- [WHAT YOU WILL DO]
From the line that contains "Where can the european" to the final line of the entries, return every line exactly and leave out all others.

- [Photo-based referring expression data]
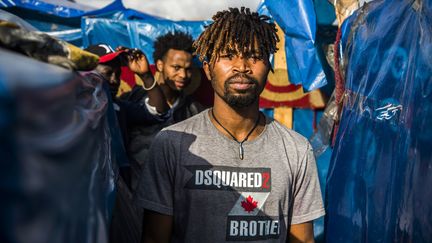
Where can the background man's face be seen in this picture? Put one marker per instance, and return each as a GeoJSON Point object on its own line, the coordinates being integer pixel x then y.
{"type": "Point", "coordinates": [238, 80]}
{"type": "Point", "coordinates": [176, 69]}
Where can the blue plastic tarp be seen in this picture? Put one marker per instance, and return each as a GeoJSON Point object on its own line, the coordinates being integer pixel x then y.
{"type": "Point", "coordinates": [298, 22]}
{"type": "Point", "coordinates": [140, 33]}
{"type": "Point", "coordinates": [378, 186]}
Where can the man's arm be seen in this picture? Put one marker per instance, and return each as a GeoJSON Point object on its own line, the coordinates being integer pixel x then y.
{"type": "Point", "coordinates": [157, 227]}
{"type": "Point", "coordinates": [301, 233]}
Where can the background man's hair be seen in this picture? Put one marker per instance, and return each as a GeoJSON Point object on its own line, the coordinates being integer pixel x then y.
{"type": "Point", "coordinates": [177, 40]}
{"type": "Point", "coordinates": [235, 31]}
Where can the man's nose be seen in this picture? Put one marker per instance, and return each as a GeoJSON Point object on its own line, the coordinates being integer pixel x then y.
{"type": "Point", "coordinates": [182, 73]}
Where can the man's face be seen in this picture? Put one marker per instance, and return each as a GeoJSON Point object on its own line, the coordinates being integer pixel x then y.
{"type": "Point", "coordinates": [112, 74]}
{"type": "Point", "coordinates": [176, 69]}
{"type": "Point", "coordinates": [238, 80]}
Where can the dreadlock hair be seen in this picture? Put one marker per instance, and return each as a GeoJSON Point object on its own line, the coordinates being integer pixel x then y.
{"type": "Point", "coordinates": [177, 40]}
{"type": "Point", "coordinates": [237, 31]}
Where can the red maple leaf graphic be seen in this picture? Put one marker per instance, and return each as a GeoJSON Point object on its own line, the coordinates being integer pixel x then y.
{"type": "Point", "coordinates": [249, 204]}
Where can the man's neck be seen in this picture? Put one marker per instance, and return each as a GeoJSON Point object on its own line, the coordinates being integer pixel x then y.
{"type": "Point", "coordinates": [170, 95]}
{"type": "Point", "coordinates": [238, 121]}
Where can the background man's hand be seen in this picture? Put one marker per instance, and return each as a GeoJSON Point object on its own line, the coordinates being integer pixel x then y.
{"type": "Point", "coordinates": [136, 60]}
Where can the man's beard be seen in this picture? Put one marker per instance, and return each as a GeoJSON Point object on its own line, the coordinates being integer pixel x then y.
{"type": "Point", "coordinates": [243, 98]}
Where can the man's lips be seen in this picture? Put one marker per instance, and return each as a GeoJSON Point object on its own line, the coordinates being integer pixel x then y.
{"type": "Point", "coordinates": [181, 84]}
{"type": "Point", "coordinates": [241, 85]}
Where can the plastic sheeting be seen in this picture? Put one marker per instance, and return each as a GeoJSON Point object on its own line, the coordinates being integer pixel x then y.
{"type": "Point", "coordinates": [378, 187]}
{"type": "Point", "coordinates": [298, 21]}
{"type": "Point", "coordinates": [139, 33]}
{"type": "Point", "coordinates": [56, 167]}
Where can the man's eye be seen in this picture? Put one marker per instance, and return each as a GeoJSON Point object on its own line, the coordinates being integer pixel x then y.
{"type": "Point", "coordinates": [227, 56]}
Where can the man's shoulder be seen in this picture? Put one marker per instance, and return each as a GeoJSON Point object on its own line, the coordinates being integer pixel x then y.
{"type": "Point", "coordinates": [189, 125]}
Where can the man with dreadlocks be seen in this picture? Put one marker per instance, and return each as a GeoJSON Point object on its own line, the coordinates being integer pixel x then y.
{"type": "Point", "coordinates": [230, 173]}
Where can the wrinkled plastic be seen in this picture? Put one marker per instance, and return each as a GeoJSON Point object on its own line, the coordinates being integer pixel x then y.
{"type": "Point", "coordinates": [60, 8]}
{"type": "Point", "coordinates": [320, 140]}
{"type": "Point", "coordinates": [16, 20]}
{"type": "Point", "coordinates": [380, 177]}
{"type": "Point", "coordinates": [297, 20]}
{"type": "Point", "coordinates": [57, 168]}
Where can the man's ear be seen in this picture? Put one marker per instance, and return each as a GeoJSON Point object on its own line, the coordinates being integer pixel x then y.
{"type": "Point", "coordinates": [206, 67]}
{"type": "Point", "coordinates": [159, 65]}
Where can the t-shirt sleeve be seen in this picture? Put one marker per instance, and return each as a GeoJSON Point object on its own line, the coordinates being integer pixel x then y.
{"type": "Point", "coordinates": [156, 186]}
{"type": "Point", "coordinates": [307, 204]}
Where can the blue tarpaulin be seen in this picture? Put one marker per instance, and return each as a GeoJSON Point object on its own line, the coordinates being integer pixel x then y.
{"type": "Point", "coordinates": [378, 186]}
{"type": "Point", "coordinates": [298, 22]}
{"type": "Point", "coordinates": [116, 25]}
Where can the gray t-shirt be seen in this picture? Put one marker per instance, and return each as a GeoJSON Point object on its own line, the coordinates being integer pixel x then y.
{"type": "Point", "coordinates": [194, 173]}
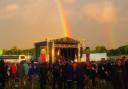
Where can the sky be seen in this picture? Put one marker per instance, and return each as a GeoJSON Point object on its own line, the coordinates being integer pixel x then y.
{"type": "Point", "coordinates": [96, 22]}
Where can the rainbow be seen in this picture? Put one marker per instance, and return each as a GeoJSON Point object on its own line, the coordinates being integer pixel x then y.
{"type": "Point", "coordinates": [64, 20]}
{"type": "Point", "coordinates": [109, 35]}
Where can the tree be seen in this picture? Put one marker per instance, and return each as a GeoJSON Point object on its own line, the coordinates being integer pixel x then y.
{"type": "Point", "coordinates": [100, 49]}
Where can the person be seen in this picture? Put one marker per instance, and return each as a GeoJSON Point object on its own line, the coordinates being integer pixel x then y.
{"type": "Point", "coordinates": [2, 74]}
{"type": "Point", "coordinates": [26, 67]}
{"type": "Point", "coordinates": [43, 75]}
{"type": "Point", "coordinates": [31, 73]}
{"type": "Point", "coordinates": [56, 75]}
{"type": "Point", "coordinates": [80, 76]}
{"type": "Point", "coordinates": [69, 75]}
{"type": "Point", "coordinates": [20, 74]}
{"type": "Point", "coordinates": [13, 72]}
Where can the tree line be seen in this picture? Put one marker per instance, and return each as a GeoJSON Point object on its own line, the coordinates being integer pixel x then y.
{"type": "Point", "coordinates": [123, 50]}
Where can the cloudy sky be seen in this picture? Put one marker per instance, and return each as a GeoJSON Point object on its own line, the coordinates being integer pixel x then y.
{"type": "Point", "coordinates": [97, 22]}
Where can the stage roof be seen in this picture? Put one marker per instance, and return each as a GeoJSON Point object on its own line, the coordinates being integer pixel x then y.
{"type": "Point", "coordinates": [65, 40]}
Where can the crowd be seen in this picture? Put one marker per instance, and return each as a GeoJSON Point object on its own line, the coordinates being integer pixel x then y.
{"type": "Point", "coordinates": [64, 74]}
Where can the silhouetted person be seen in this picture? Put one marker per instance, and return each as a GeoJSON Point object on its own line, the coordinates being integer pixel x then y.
{"type": "Point", "coordinates": [2, 74]}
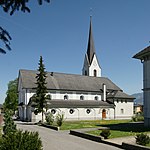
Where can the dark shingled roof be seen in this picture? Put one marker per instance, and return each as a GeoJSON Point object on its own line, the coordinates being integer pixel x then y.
{"type": "Point", "coordinates": [78, 104]}
{"type": "Point", "coordinates": [120, 95]}
{"type": "Point", "coordinates": [70, 82]}
{"type": "Point", "coordinates": [143, 53]}
{"type": "Point", "coordinates": [91, 47]}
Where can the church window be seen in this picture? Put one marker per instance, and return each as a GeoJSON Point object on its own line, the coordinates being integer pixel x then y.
{"type": "Point", "coordinates": [71, 111]}
{"type": "Point", "coordinates": [122, 111]}
{"type": "Point", "coordinates": [53, 111]}
{"type": "Point", "coordinates": [81, 97]}
{"type": "Point", "coordinates": [65, 97]}
{"type": "Point", "coordinates": [88, 111]}
{"type": "Point", "coordinates": [96, 97]}
{"type": "Point", "coordinates": [95, 73]}
{"type": "Point", "coordinates": [85, 73]}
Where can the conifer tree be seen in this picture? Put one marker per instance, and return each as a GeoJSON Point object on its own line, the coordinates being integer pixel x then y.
{"type": "Point", "coordinates": [9, 126]}
{"type": "Point", "coordinates": [40, 98]}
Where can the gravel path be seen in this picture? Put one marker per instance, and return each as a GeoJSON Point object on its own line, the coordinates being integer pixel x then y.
{"type": "Point", "coordinates": [61, 140]}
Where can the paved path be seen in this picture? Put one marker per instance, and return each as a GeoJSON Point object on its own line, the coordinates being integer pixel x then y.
{"type": "Point", "coordinates": [61, 140]}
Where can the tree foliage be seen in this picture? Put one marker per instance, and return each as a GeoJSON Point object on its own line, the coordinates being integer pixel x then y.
{"type": "Point", "coordinates": [11, 6]}
{"type": "Point", "coordinates": [17, 5]}
{"type": "Point", "coordinates": [10, 126]}
{"type": "Point", "coordinates": [39, 100]}
{"type": "Point", "coordinates": [11, 100]}
{"type": "Point", "coordinates": [20, 140]}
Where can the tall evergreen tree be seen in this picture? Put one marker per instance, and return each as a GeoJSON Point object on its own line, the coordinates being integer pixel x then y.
{"type": "Point", "coordinates": [40, 98]}
{"type": "Point", "coordinates": [11, 100]}
{"type": "Point", "coordinates": [9, 126]}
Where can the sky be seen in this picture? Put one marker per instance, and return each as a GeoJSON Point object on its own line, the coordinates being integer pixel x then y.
{"type": "Point", "coordinates": [59, 33]}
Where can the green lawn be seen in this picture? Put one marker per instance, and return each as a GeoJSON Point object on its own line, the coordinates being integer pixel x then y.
{"type": "Point", "coordinates": [114, 133]}
{"type": "Point", "coordinates": [123, 129]}
{"type": "Point", "coordinates": [68, 125]}
{"type": "Point", "coordinates": [118, 128]}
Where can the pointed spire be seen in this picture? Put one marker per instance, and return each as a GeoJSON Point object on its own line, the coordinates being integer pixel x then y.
{"type": "Point", "coordinates": [91, 47]}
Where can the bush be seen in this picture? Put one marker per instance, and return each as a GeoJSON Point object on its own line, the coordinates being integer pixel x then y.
{"type": "Point", "coordinates": [138, 117]}
{"type": "Point", "coordinates": [20, 140]}
{"type": "Point", "coordinates": [142, 139]}
{"type": "Point", "coordinates": [49, 118]}
{"type": "Point", "coordinates": [105, 133]}
{"type": "Point", "coordinates": [60, 119]}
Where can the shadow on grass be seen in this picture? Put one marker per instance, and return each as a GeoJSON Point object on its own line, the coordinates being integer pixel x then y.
{"type": "Point", "coordinates": [128, 127]}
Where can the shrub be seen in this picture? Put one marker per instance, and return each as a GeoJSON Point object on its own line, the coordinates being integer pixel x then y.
{"type": "Point", "coordinates": [60, 119]}
{"type": "Point", "coordinates": [49, 118]}
{"type": "Point", "coordinates": [105, 133]}
{"type": "Point", "coordinates": [20, 140]}
{"type": "Point", "coordinates": [142, 139]}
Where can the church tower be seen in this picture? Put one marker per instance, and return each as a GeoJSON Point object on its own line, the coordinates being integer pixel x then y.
{"type": "Point", "coordinates": [91, 65]}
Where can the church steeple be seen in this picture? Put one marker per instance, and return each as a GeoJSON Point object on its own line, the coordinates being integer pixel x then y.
{"type": "Point", "coordinates": [91, 47]}
{"type": "Point", "coordinates": [91, 65]}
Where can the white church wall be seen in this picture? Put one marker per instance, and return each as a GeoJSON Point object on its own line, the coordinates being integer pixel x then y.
{"type": "Point", "coordinates": [124, 109]}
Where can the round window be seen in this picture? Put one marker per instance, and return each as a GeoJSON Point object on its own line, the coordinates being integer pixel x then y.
{"type": "Point", "coordinates": [53, 111]}
{"type": "Point", "coordinates": [71, 111]}
{"type": "Point", "coordinates": [88, 111]}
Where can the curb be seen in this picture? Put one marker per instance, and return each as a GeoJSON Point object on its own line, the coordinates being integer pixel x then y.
{"type": "Point", "coordinates": [134, 147]}
{"type": "Point", "coordinates": [50, 127]}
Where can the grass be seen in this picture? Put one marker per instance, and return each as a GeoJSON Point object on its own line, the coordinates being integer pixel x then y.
{"type": "Point", "coordinates": [68, 125]}
{"type": "Point", "coordinates": [118, 128]}
{"type": "Point", "coordinates": [123, 129]}
{"type": "Point", "coordinates": [114, 133]}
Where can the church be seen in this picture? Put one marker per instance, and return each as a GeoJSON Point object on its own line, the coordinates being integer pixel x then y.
{"type": "Point", "coordinates": [79, 97]}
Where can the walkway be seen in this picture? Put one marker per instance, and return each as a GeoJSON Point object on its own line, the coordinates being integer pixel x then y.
{"type": "Point", "coordinates": [61, 140]}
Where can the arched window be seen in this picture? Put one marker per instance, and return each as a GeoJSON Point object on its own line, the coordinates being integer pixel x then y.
{"type": "Point", "coordinates": [95, 73]}
{"type": "Point", "coordinates": [81, 97]}
{"type": "Point", "coordinates": [96, 98]}
{"type": "Point", "coordinates": [65, 97]}
{"type": "Point", "coordinates": [122, 111]}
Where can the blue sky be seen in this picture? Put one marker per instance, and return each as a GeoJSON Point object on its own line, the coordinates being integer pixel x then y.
{"type": "Point", "coordinates": [59, 32]}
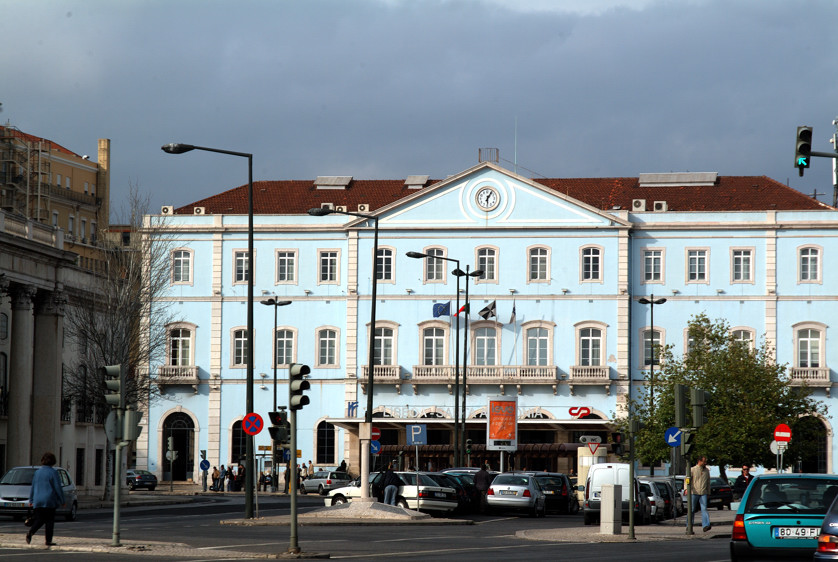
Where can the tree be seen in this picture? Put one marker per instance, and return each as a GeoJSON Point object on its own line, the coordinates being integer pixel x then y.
{"type": "Point", "coordinates": [121, 319]}
{"type": "Point", "coordinates": [750, 395]}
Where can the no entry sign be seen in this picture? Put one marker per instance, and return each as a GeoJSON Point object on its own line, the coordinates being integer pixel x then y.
{"type": "Point", "coordinates": [782, 433]}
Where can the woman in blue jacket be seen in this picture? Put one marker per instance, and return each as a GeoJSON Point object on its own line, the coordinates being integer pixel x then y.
{"type": "Point", "coordinates": [45, 496]}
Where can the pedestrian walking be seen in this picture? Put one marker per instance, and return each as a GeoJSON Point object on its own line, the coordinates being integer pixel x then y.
{"type": "Point", "coordinates": [390, 483]}
{"type": "Point", "coordinates": [45, 495]}
{"type": "Point", "coordinates": [700, 483]}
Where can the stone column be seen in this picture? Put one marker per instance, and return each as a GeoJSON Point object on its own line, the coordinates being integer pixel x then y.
{"type": "Point", "coordinates": [47, 374]}
{"type": "Point", "coordinates": [19, 434]}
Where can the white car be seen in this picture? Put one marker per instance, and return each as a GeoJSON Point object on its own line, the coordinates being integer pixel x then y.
{"type": "Point", "coordinates": [432, 497]}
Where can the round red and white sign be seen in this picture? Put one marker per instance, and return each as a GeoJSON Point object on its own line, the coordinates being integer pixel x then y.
{"type": "Point", "coordinates": [782, 433]}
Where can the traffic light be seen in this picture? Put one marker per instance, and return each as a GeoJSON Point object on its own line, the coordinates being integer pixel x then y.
{"type": "Point", "coordinates": [680, 393]}
{"type": "Point", "coordinates": [114, 377]}
{"type": "Point", "coordinates": [297, 385]}
{"type": "Point", "coordinates": [279, 426]}
{"type": "Point", "coordinates": [698, 399]}
{"type": "Point", "coordinates": [803, 148]}
{"type": "Point", "coordinates": [687, 440]}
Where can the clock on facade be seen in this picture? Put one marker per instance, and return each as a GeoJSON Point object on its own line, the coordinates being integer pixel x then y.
{"type": "Point", "coordinates": [487, 198]}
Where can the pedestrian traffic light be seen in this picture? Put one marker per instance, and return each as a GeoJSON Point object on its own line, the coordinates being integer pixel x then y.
{"type": "Point", "coordinates": [803, 148]}
{"type": "Point", "coordinates": [297, 385]}
{"type": "Point", "coordinates": [698, 399]}
{"type": "Point", "coordinates": [687, 439]}
{"type": "Point", "coordinates": [114, 377]}
{"type": "Point", "coordinates": [680, 393]}
{"type": "Point", "coordinates": [279, 426]}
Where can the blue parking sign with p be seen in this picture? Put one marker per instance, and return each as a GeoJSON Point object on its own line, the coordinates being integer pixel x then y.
{"type": "Point", "coordinates": [417, 434]}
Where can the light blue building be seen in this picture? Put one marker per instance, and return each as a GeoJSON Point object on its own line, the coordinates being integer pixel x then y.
{"type": "Point", "coordinates": [563, 262]}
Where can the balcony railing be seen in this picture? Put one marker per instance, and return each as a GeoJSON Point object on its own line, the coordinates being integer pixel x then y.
{"type": "Point", "coordinates": [811, 376]}
{"type": "Point", "coordinates": [175, 374]}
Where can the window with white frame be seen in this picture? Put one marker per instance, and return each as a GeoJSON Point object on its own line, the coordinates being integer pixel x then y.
{"type": "Point", "coordinates": [487, 261]}
{"type": "Point", "coordinates": [328, 266]}
{"type": "Point", "coordinates": [539, 264]}
{"type": "Point", "coordinates": [182, 266]}
{"type": "Point", "coordinates": [538, 345]}
{"type": "Point", "coordinates": [284, 346]}
{"type": "Point", "coordinates": [697, 266]}
{"type": "Point", "coordinates": [327, 344]}
{"type": "Point", "coordinates": [239, 348]}
{"type": "Point", "coordinates": [384, 265]}
{"type": "Point", "coordinates": [809, 264]}
{"type": "Point", "coordinates": [434, 267]}
{"type": "Point", "coordinates": [384, 346]}
{"type": "Point", "coordinates": [653, 266]}
{"type": "Point", "coordinates": [433, 346]}
{"type": "Point", "coordinates": [240, 266]}
{"type": "Point", "coordinates": [741, 265]}
{"type": "Point", "coordinates": [286, 266]}
{"type": "Point", "coordinates": [485, 347]}
{"type": "Point", "coordinates": [591, 264]}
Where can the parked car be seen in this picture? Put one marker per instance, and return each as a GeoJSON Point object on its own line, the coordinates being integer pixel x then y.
{"type": "Point", "coordinates": [16, 484]}
{"type": "Point", "coordinates": [559, 492]}
{"type": "Point", "coordinates": [782, 515]}
{"type": "Point", "coordinates": [135, 478]}
{"type": "Point", "coordinates": [517, 491]}
{"type": "Point", "coordinates": [657, 502]}
{"type": "Point", "coordinates": [324, 480]}
{"type": "Point", "coordinates": [431, 497]}
{"type": "Point", "coordinates": [721, 494]}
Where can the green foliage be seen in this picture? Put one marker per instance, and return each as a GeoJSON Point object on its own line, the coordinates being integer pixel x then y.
{"type": "Point", "coordinates": [750, 395]}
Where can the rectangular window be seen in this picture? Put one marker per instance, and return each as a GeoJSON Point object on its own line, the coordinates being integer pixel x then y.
{"type": "Point", "coordinates": [286, 266]}
{"type": "Point", "coordinates": [241, 266]}
{"type": "Point", "coordinates": [741, 266]}
{"type": "Point", "coordinates": [590, 264]}
{"type": "Point", "coordinates": [652, 265]}
{"type": "Point", "coordinates": [696, 265]}
{"type": "Point", "coordinates": [328, 267]}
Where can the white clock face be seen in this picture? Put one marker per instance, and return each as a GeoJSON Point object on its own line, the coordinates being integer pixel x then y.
{"type": "Point", "coordinates": [487, 198]}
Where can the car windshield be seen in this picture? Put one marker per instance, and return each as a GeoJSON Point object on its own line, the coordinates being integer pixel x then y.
{"type": "Point", "coordinates": [18, 477]}
{"type": "Point", "coordinates": [511, 480]}
{"type": "Point", "coordinates": [791, 495]}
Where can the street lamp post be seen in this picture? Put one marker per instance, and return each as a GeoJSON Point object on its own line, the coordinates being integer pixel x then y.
{"type": "Point", "coordinates": [364, 435]}
{"type": "Point", "coordinates": [460, 273]}
{"type": "Point", "coordinates": [652, 301]}
{"type": "Point", "coordinates": [250, 465]}
{"type": "Point", "coordinates": [458, 458]}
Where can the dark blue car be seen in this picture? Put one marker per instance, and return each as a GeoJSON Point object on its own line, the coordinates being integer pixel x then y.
{"type": "Point", "coordinates": [780, 515]}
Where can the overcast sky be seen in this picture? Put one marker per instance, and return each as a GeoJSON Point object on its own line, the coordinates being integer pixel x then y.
{"type": "Point", "coordinates": [382, 89]}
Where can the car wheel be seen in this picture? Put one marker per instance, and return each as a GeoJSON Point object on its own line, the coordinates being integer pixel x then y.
{"type": "Point", "coordinates": [71, 516]}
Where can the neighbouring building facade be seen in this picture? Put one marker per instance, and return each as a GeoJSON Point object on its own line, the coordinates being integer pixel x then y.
{"type": "Point", "coordinates": [562, 264]}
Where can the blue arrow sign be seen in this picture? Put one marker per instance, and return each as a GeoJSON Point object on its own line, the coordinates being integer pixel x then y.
{"type": "Point", "coordinates": [672, 436]}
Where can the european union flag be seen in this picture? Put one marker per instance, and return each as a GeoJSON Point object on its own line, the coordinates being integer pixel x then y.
{"type": "Point", "coordinates": [442, 309]}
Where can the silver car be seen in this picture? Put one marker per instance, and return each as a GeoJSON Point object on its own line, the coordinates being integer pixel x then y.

- [WRITTEN RESPONSE]
Where can the european union flag be seen in this picture? Put one marker per instance, and return each as a GeoJSON Point object on its own line, the coordinates being integer pixel x then y.
{"type": "Point", "coordinates": [442, 309]}
Where can the silver car be seen in this picture? Put one marker per instance, and return each as a GeoJSON Point object on its own line, the coordinates being integer pixel x then y.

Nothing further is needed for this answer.